## Extracted information
-=-=-
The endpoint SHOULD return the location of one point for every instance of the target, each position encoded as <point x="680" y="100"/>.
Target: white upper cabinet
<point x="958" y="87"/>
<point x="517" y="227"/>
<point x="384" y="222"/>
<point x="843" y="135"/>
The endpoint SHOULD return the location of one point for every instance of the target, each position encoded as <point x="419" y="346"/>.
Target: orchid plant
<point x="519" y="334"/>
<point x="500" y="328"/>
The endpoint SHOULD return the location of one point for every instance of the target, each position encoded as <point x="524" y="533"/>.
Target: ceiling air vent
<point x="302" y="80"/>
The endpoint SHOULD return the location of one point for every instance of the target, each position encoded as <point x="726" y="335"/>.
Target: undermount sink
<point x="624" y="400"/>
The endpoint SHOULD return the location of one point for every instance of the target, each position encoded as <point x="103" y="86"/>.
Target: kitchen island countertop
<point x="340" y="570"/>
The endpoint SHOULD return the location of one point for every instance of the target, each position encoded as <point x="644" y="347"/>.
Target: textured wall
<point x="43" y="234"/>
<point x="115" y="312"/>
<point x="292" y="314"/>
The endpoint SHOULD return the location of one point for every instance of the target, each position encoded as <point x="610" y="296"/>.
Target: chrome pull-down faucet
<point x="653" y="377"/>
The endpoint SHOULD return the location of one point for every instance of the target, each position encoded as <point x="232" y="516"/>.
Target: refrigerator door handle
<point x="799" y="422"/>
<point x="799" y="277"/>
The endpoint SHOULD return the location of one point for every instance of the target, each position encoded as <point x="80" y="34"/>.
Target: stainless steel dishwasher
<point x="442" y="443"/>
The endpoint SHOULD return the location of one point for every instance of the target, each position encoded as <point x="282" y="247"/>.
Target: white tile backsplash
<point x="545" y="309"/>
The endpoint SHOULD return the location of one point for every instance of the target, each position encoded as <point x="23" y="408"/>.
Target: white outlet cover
-=-=-
## Directive
Write out the entries above once more, without altering anything.

## Task solution
The endpoint SHOULD return the location of one point for every instance of the target, each position encoded as <point x="680" y="100"/>.
Target: white upper cabinet
<point x="958" y="87"/>
<point x="517" y="227"/>
<point x="384" y="222"/>
<point x="843" y="135"/>
The endpoint SHOULD return the location of one point for every instance of the target, each position encoded as <point x="419" y="346"/>.
Target: orchid plant
<point x="519" y="334"/>
<point x="500" y="328"/>
The endpoint SHOULD return the location of one point for every instance of the target, each position encoded as <point x="524" y="533"/>.
Target: ceiling air vent
<point x="302" y="80"/>
The endpoint SHOULD return the location of one point for every instance of the target, each position encoded as <point x="726" y="335"/>.
Target: undermount sink
<point x="624" y="400"/>
The endpoint SHOULD return the location of one point for every instance of the target, each position encoded as <point x="103" y="86"/>.
Target: kitchen island countertop
<point x="340" y="570"/>
The endpoint SHOULD return the location of one point for every instance of the target, each position encoded as <point x="644" y="347"/>.
Target: textured wall
<point x="43" y="234"/>
<point x="115" y="312"/>
<point x="292" y="314"/>
The endpoint SHOULD return the location of one point for every instance of the target, each position encoded as <point x="610" y="296"/>.
Target: chrome pull-down faucet
<point x="653" y="377"/>
The endpoint SHOULD return the location of one point for every instance of the target, each position encoded as <point x="232" y="516"/>.
Target: refrigerator door handle
<point x="799" y="422"/>
<point x="799" y="277"/>
The endpoint SHOULD return the location of one point for every instance of the target, each position encoded as <point x="80" y="34"/>.
Target: stainless steel dishwasher
<point x="442" y="443"/>
The endpoint SHOULD return the location of one point for every instance of the target, each position encoded as <point x="282" y="247"/>.
Target: white tile backsplash
<point x="545" y="309"/>
The endpoint SHOULD return the location of one point for every instance of the target, each position encoded as <point x="23" y="408"/>.
Target: white outlet cover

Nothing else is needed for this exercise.